# Problem statement:
List each line of the data that holds the string "prompts", please.

# Study material:
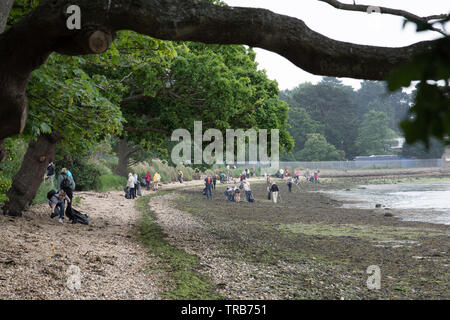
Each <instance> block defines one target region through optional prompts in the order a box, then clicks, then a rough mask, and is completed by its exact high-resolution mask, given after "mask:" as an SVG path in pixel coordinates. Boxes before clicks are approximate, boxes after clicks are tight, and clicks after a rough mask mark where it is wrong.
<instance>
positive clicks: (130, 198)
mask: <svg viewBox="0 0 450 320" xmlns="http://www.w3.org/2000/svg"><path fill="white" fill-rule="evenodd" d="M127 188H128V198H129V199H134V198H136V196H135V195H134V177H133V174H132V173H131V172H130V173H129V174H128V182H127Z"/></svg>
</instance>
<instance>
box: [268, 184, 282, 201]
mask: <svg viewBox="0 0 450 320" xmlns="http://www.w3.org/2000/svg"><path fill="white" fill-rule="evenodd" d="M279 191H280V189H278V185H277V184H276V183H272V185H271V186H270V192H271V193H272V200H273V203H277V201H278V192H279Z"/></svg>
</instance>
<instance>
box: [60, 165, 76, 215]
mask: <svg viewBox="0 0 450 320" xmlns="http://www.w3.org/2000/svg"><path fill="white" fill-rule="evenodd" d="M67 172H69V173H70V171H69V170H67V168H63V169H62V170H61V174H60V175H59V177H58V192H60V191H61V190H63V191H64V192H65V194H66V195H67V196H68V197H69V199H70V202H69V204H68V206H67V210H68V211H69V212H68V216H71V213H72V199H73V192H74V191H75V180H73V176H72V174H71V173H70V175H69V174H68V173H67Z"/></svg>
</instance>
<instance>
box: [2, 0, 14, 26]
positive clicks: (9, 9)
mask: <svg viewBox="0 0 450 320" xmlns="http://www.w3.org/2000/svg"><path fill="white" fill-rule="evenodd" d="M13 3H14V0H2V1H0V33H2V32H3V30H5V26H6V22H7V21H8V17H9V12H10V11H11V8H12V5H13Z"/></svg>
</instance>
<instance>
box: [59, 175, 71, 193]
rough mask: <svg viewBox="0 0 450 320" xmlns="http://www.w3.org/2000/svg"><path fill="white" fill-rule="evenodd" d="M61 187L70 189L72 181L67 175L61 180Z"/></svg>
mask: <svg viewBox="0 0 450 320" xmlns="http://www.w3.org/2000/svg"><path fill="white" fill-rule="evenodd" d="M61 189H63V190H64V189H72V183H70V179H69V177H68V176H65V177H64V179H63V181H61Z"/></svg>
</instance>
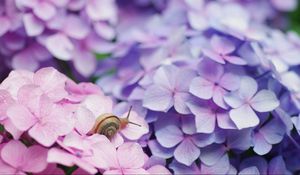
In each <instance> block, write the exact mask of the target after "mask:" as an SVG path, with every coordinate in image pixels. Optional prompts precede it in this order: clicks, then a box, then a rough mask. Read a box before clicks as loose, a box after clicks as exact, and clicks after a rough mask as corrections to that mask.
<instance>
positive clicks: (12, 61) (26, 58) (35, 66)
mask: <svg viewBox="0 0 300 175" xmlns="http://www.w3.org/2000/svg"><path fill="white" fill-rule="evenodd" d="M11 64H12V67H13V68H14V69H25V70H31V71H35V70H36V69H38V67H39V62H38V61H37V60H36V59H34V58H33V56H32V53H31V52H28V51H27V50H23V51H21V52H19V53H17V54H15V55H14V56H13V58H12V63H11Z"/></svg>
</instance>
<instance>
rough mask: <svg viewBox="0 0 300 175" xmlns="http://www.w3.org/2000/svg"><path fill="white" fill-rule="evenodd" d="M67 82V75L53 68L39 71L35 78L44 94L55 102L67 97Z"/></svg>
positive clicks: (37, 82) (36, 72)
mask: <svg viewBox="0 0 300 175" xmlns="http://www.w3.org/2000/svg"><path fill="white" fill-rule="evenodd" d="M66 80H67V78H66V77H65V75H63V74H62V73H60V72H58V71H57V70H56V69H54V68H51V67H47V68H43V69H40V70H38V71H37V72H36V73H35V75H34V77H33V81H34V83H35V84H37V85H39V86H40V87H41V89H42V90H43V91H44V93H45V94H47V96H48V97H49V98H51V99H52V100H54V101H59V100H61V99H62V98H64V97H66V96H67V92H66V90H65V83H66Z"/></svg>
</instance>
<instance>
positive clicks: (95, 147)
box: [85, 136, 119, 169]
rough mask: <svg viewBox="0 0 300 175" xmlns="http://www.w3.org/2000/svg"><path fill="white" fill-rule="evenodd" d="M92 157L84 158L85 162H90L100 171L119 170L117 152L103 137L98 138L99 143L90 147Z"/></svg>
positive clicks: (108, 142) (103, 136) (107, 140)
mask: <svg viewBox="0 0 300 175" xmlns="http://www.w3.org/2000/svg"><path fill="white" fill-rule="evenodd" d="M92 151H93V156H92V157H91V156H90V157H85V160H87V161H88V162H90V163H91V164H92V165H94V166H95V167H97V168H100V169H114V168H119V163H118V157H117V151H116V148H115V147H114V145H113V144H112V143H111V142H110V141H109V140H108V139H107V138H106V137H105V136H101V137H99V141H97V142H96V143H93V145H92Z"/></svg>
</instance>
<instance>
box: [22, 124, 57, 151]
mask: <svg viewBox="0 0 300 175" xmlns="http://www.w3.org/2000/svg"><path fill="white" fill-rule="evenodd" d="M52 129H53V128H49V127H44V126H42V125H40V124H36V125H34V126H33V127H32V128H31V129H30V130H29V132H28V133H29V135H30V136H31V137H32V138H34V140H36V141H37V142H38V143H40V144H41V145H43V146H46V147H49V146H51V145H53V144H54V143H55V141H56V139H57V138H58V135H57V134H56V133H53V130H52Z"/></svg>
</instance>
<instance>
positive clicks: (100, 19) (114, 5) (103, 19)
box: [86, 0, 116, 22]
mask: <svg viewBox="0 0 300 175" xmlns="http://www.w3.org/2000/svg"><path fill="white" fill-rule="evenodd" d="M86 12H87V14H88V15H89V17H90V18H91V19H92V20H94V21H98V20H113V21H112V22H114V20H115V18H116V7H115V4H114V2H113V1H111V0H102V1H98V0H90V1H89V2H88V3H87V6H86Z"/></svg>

--

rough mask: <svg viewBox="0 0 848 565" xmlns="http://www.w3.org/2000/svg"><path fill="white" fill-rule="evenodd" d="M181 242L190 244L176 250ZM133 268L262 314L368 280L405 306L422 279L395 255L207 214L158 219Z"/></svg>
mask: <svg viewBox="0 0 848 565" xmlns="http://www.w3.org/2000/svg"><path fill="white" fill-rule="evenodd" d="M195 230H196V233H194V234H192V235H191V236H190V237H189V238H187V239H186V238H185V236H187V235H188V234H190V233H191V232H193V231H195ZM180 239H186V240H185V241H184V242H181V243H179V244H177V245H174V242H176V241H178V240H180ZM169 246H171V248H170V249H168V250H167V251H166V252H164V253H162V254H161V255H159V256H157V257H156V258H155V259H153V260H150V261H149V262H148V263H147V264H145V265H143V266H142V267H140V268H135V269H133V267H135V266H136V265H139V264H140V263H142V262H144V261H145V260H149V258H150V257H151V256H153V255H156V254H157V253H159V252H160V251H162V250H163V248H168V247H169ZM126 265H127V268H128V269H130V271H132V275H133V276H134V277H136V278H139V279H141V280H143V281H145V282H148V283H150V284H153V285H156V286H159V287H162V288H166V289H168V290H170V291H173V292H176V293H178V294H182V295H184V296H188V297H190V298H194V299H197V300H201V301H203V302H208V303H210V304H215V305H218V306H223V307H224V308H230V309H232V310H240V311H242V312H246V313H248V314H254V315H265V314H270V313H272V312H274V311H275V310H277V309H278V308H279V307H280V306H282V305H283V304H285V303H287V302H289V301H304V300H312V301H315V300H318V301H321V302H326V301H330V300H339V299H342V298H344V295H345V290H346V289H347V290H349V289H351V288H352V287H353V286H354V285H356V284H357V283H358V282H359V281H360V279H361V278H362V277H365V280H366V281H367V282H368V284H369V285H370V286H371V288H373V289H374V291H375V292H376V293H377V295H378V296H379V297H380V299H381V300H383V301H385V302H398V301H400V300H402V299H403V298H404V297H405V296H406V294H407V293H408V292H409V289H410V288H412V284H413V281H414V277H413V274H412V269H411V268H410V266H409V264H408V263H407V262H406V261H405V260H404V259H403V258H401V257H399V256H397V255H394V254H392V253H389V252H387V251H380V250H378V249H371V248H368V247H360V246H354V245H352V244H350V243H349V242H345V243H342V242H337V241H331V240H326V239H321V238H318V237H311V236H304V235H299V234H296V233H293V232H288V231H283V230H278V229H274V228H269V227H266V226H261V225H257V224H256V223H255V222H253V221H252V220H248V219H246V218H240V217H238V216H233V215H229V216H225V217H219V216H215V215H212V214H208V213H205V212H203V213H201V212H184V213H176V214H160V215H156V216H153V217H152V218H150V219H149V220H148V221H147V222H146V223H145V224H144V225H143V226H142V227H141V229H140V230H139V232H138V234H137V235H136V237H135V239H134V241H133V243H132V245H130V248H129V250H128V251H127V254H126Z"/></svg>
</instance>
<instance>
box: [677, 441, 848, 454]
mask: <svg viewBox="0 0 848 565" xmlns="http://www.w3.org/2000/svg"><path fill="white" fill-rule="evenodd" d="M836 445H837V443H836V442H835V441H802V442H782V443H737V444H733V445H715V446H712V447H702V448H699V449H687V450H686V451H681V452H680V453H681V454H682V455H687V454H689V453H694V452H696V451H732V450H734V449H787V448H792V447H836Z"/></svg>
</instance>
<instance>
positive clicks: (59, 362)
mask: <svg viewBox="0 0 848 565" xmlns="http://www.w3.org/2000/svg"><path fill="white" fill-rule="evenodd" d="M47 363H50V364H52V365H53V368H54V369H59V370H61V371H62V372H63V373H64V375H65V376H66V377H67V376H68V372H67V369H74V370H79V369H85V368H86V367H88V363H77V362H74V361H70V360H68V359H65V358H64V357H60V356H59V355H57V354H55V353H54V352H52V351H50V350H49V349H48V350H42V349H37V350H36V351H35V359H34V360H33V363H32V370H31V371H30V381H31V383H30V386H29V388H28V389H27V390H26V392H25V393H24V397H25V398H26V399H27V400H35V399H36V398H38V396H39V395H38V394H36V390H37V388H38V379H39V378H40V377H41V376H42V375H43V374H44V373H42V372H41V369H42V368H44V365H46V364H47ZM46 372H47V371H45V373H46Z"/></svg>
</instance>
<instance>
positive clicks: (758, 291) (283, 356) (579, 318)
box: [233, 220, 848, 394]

# Written response:
Each <instance> block defines one target region through optional prompts in the order a box, then clicks, then a rough mask, and is completed by its exact high-resolution mask, given after "mask:" as an SVG path in pixel coordinates. Boxes before clicks are approximate, boxes after clicks are tight, and clicks after a rough mask mark where it is wrong.
In each <instance> block, write the exact mask of the target after "mask:" as an SVG path, with every coordinate in image pixels. Optional prompts precede it in this order: clicks, then a box, then a rough mask. Read a box before clicks as loose, a box after clicks as exact, and clicks after a rough mask as corrections to that mask.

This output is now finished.